-- start Material shown --

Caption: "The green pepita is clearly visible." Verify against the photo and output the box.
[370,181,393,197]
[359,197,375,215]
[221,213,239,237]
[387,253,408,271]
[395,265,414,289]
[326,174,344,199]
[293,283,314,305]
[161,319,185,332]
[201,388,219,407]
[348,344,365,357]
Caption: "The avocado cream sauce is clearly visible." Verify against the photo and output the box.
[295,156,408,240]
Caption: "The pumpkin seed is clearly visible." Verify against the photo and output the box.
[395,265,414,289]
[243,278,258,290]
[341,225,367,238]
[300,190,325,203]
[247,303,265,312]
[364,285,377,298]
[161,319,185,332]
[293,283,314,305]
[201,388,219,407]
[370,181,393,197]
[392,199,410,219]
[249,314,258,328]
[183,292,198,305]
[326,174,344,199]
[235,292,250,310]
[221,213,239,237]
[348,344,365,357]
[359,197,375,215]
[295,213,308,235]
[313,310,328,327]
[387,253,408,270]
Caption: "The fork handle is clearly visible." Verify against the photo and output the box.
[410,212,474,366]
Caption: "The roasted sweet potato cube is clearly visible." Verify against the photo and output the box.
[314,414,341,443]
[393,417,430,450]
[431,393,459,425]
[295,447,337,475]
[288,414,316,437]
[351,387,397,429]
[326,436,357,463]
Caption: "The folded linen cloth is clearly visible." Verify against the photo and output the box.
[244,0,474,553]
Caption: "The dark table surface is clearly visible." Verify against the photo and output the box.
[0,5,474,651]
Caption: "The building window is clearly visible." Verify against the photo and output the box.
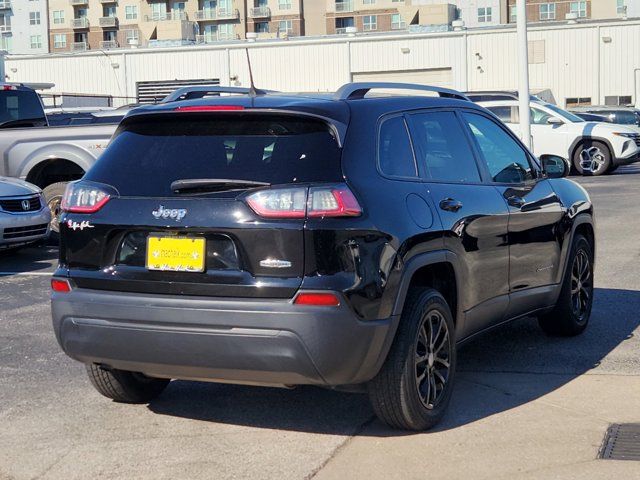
[616,0,627,15]
[53,10,64,25]
[256,22,269,33]
[391,13,407,30]
[30,35,42,48]
[278,20,293,35]
[478,7,491,23]
[29,12,40,25]
[53,33,67,48]
[124,5,138,20]
[362,15,378,32]
[540,3,556,20]
[569,1,587,18]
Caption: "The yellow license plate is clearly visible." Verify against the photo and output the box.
[147,235,206,272]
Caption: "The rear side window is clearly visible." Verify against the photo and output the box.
[464,113,534,183]
[85,113,342,196]
[378,116,418,177]
[411,112,480,183]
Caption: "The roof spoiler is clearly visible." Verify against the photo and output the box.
[333,82,470,101]
[160,85,274,103]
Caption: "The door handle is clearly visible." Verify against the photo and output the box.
[440,198,462,212]
[507,195,527,208]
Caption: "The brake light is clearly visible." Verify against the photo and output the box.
[246,185,362,218]
[174,105,244,112]
[293,293,340,307]
[51,278,71,293]
[60,182,111,213]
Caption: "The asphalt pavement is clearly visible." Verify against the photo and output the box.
[0,166,640,480]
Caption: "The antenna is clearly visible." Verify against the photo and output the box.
[244,48,258,97]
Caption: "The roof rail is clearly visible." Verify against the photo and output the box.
[333,82,469,101]
[160,85,273,103]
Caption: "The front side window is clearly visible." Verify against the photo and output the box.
[378,117,417,177]
[411,112,480,183]
[464,113,535,183]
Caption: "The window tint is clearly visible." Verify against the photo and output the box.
[378,117,418,177]
[85,113,342,197]
[464,113,534,183]
[411,112,480,182]
[488,107,513,123]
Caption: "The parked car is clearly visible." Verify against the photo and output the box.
[0,177,51,251]
[479,100,640,175]
[51,83,595,430]
[571,105,640,132]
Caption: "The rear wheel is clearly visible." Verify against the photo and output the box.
[86,364,169,403]
[368,288,456,430]
[538,235,593,336]
[573,140,612,176]
[42,182,67,245]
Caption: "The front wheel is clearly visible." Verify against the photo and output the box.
[368,288,456,430]
[538,235,593,336]
[573,140,612,176]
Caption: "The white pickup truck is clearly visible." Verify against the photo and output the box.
[0,83,124,236]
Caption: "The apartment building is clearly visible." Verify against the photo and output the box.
[0,0,49,54]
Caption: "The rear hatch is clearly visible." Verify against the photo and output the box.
[61,111,342,298]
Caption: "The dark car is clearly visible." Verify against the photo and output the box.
[52,83,595,430]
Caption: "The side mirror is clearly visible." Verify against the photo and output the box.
[540,155,569,178]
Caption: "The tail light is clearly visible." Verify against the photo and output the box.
[246,185,362,218]
[60,182,116,213]
[51,278,71,293]
[293,292,340,307]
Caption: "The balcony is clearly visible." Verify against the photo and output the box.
[98,17,118,28]
[71,17,89,29]
[71,42,89,52]
[249,7,271,18]
[336,0,353,13]
[144,12,188,22]
[100,40,119,50]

-- end Material shown --

Request
Copy all the data above line for line, with nothing changed, and leave the pictures out.

Problem solution
Caption: "The green pepita is clearly visible." Verify against the photo and output the box.
[370,181,393,197]
[359,197,375,215]
[221,213,239,237]
[387,253,408,271]
[395,265,414,289]
[326,174,344,199]
[293,283,314,305]
[161,319,185,332]
[201,388,219,407]
[348,344,365,357]
Caption: "The avocado cream sauce is clearly visible." Verify against the photo and output the box.
[295,156,408,240]
Caption: "The pumpkin seed is clearly visible." Verify against the photo and output the box.
[395,265,414,289]
[243,278,258,290]
[341,225,367,238]
[300,190,325,203]
[247,303,265,312]
[364,285,377,298]
[161,319,185,332]
[293,283,314,305]
[201,388,219,407]
[370,181,393,197]
[392,199,410,219]
[249,314,258,328]
[183,292,198,305]
[326,174,344,199]
[235,292,250,310]
[221,213,239,237]
[348,344,365,357]
[359,197,375,215]
[295,213,308,235]
[313,310,328,327]
[387,253,408,270]
Caption: "The fork handle is clearly visible." Verify against the photo and output the box.
[410,212,474,366]
Caption: "The roasted sweet potato cube is clearly visible." Verify against the photo and output the box.
[314,414,341,443]
[393,417,430,450]
[431,393,459,425]
[295,447,337,475]
[288,414,316,437]
[351,387,397,429]
[326,436,357,463]
Caption: "The folded linen cloth is clearly visible." Verify against the photo and output the box.
[244,0,474,553]
Caption: "The dark table surface is clearly visible." Verify against the photo and output the box.
[0,5,474,651]
Caption: "The building window is clearly visible." Verify against the photo and output the box.
[616,0,627,15]
[53,10,64,25]
[256,22,269,33]
[391,13,407,30]
[30,35,42,48]
[278,20,293,35]
[478,7,491,23]
[29,12,40,25]
[53,33,67,48]
[124,5,138,20]
[362,15,378,32]
[540,3,556,20]
[569,1,587,18]
Caption: "The yellow license plate is clearly visible." Verify against the photo and output the box.
[147,235,206,272]
Caption: "The rear side window is clearly visible." Verify against the photo and output the box.
[464,113,534,183]
[85,113,342,196]
[378,116,418,177]
[411,112,480,183]
Caption: "The roof spoiler is clearly visible." Verify against the photo and output the box.
[333,82,470,101]
[160,85,274,103]
Caption: "The door handle is clearly visible." Verify against the photo and output the box.
[440,198,462,212]
[507,195,527,208]
Caption: "The brake light is clearly visible." Verify against the photo and output the box.
[246,185,362,218]
[174,105,244,112]
[293,293,340,307]
[51,278,71,293]
[60,182,111,213]
Caption: "The asphalt pavement is clearly visible." Verify against the photo and output the box.
[0,166,640,480]
Caption: "The antenna is clearly visible." Verify against the photo and output the box.
[244,48,258,97]
Caption: "The roof rail is clearly visible." Verify against the photo and output the box.
[333,82,469,101]
[160,85,273,103]
Caption: "The front side window is clearly visible." Verify against the photo and output the box.
[378,117,417,177]
[411,112,480,183]
[464,113,535,183]
Caption: "The window tint is clearly visible." Verify against the photo and output the box.
[378,117,418,177]
[85,113,342,197]
[464,113,534,183]
[411,112,480,182]
[488,107,513,123]
Caption: "The parked car is clearly visible." Verify against the photo and output the box.
[0,177,51,251]
[479,100,640,175]
[51,83,595,430]
[571,105,640,132]
Caption: "The rear wheel is clearly visible." Verify against the photo and output the box.
[86,364,169,403]
[368,288,456,430]
[538,235,593,336]
[573,140,612,176]
[42,182,67,245]
Caption: "The front wheel is clearly visible." Verify against the photo and output the box.
[368,288,456,430]
[538,235,593,336]
[573,140,612,176]
Caption: "The white pickup truck is clearly visible." Verify against the photo and output the box.
[0,83,124,236]
Caption: "The apartment building is clearly visible." Verify against the photo and output the box.
[0,0,49,54]
Caption: "The rear hatch is clearly visible." Verify against the photo and output the box.
[61,111,342,298]
Caption: "The dark car is clearly visible." Verify against the photo and output the box.
[52,83,595,430]
Caption: "The side mirror is clearly visible." Verify against the photo and output the box.
[540,155,569,178]
Caption: "The tail light is clearly visible." Verify against the photo and output the box.
[246,185,362,218]
[60,182,116,213]
[51,278,71,293]
[293,292,340,307]
Caption: "The balcony is clearly visible." Verify against the photo and output the box.
[98,17,118,28]
[71,17,89,29]
[71,42,89,52]
[249,7,271,18]
[336,0,353,13]
[144,12,188,22]
[100,40,119,50]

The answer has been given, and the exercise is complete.